═══ PAGE EXTRACT

What sparked your interest in studying insects?
You know how little kids like worms and bugs? I never grew out of it. I was born and raised in Japan and, in general, it seems that East Asian countries and Japan specifically have a much deeper connection to insects. For example, in Japan kids have to complete a summer research project and it’s very typical to make an insect collection. Even Pokémon was inspired by bug collecting. So I got into insects pretty organically.
What’s going on in UMMZ’s insect collection?
We’re wrapping up two National Science Foundation funded, Thematic Collection Network (TCN) grants. Like many of our museums’ collections, we’ve been working to digitize images of our specimens, so that we can share them virtually. While it takes a huge amount of time to capture the image, it's way better than actually sending the specimen. I am constantly getting requests for imaging holotypes, which are the name-bearing specimens, and those are irreplaceable. We’ve complied with every single one of those requests. And it also gives us the opportunity to actually have an image so that we can disseminate it to help other researchers.
For natural history museums and collections, there’s historically been this idea of “museum hopping” to look at a bulk of specimens. American researchers will typically visit European and South American collections, and those researchers will come to the U.S., and the circuit repeats. And now, with a network of digitization centers, we can share images of specimens virtually, and avoid that logistical hurdle.

══════
═══ MATERIAL PROVIDED

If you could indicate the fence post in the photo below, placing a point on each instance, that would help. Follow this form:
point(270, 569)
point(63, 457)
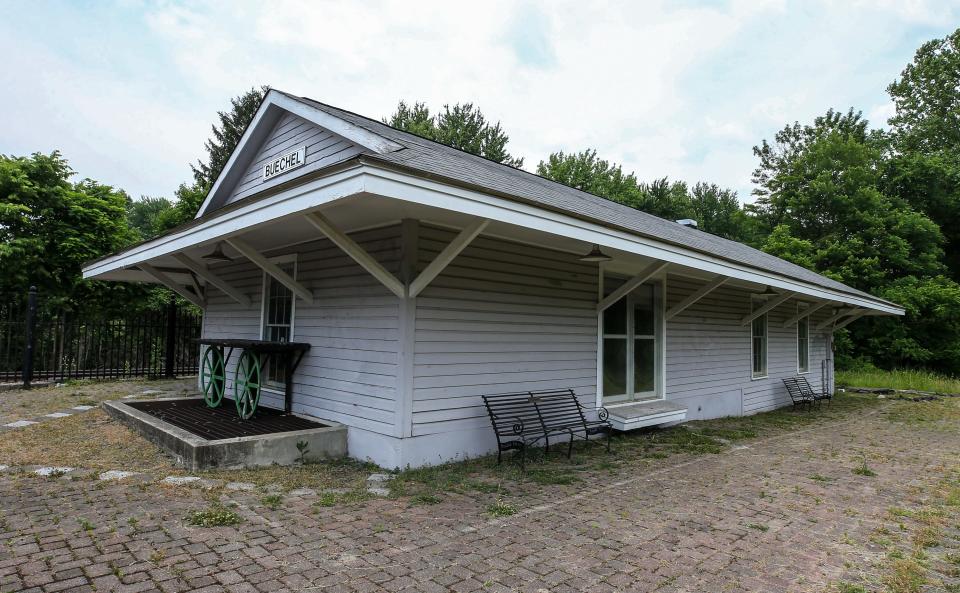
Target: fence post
point(171, 352)
point(30, 337)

══════

**PROBLEM REQUIREMENTS**. Carry on the interview about the museum's insect collection, picking up right after its final paragraph. This data was taken from a different source than the interview.

**TASK RESPONSE**.
Tell us about the date locality information project.
An important part of specimens is the date locality information; basically, the label data. It tells you when, where, who, and how we collected all this stuff. There's a lot of information there that rests outside of the physical specimen. For more than 20 years, we've been trying to liberate that data away from the physicality of the specimen. Early on, museums tried to individually digitize their collections. And I think that what we're doing with TCN is way more logical. Let's get data from all these institutions digitizing their specimens for a common thematic goal, such as pollinating bees, North American terrestrial parasites, which generates a wealth of data with a focused directive so researchers can actually take advantage of the wealth of data being broadcast. There's no such thing as too much data.
What sparked your personal interest in rove beetles?
I took Intro to Entomology in college, and I was looking at a leaf litter sample under a microscope and I saw all these beetles. I was trying to identify them, and I realized that the massive diversity of beetles I was witnessing were all rove beetles. So I was intrigued and enamored. I went to my boss, and lifelong mentor, Rick Hoebeke, a titan in his own right, and told him I wanted to work on rove beetles. He said, no, don't do it. And that's why I decided to do it. If someone discourages me from something, or if something is not trendy, or not popular, then I have to pursue it and see what it’s all about. I wanted to know, why isn’t it popular? Is it because it’s too hard? But what really solidified my interest is the fact that rove beetles look the same, generally speaking, but they just do everything under the sun.
What can rove beetles do?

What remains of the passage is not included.